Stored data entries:
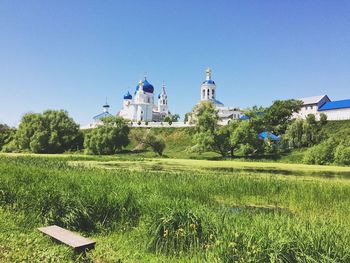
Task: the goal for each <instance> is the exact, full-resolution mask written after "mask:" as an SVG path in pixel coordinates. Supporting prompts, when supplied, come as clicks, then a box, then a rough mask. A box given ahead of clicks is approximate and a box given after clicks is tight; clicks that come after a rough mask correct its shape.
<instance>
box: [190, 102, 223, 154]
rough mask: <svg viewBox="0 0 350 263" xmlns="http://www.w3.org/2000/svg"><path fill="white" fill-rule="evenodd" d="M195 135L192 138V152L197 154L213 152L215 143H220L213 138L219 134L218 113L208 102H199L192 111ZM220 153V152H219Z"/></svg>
mask: <svg viewBox="0 0 350 263" xmlns="http://www.w3.org/2000/svg"><path fill="white" fill-rule="evenodd" d="M193 112H194V114H195V123H196V126H195V134H194V136H193V143H194V146H193V148H192V149H193V150H194V151H198V152H205V151H215V150H216V149H217V148H218V147H216V146H215V143H216V142H218V141H220V139H216V138H215V137H216V136H217V135H218V133H219V126H218V120H219V116H218V111H217V110H216V109H215V107H214V105H213V103H211V102H210V101H205V102H201V103H200V104H198V105H197V106H196V107H195V108H194V110H193ZM219 153H220V151H219Z"/></svg>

- Problem to work on -
Reproduce every item above word for word, omitting the pictures.

- Output for this task -
Task: the goal for each <instance> is the exact, full-resolution mask written after "mask:" as an SVG path in pixel coordinates. Supporting prompts, when supplied, come as clicks, then a box, then a rough mask. A box given ahead of clicks is approximate and a box given after clicks is tight; clicks that come after a rough mask correct its shape.
<instance>
box: [190, 102, 223, 154]
rough mask: <svg viewBox="0 0 350 263" xmlns="http://www.w3.org/2000/svg"><path fill="white" fill-rule="evenodd" d="M195 135L192 138V152L197 154L213 152L215 143H220L213 138L219 134L218 113L208 102H199L192 111ZM220 153V152H219Z"/></svg>
mask: <svg viewBox="0 0 350 263" xmlns="http://www.w3.org/2000/svg"><path fill="white" fill-rule="evenodd" d="M193 112H194V114H195V123H196V126H195V134H194V136H193V143H194V146H193V148H192V149H193V150H194V151H198V152H205V151H215V150H216V149H217V148H218V147H216V146H215V143H216V142H218V141H220V139H216V138H215V137H216V136H217V135H218V133H219V126H218V120H219V116H218V111H217V110H216V109H215V107H214V105H213V103H211V102H210V101H205V102H201V103H200V104H198V105H197V106H196V107H195V108H194V110H193ZM219 153H220V151H219Z"/></svg>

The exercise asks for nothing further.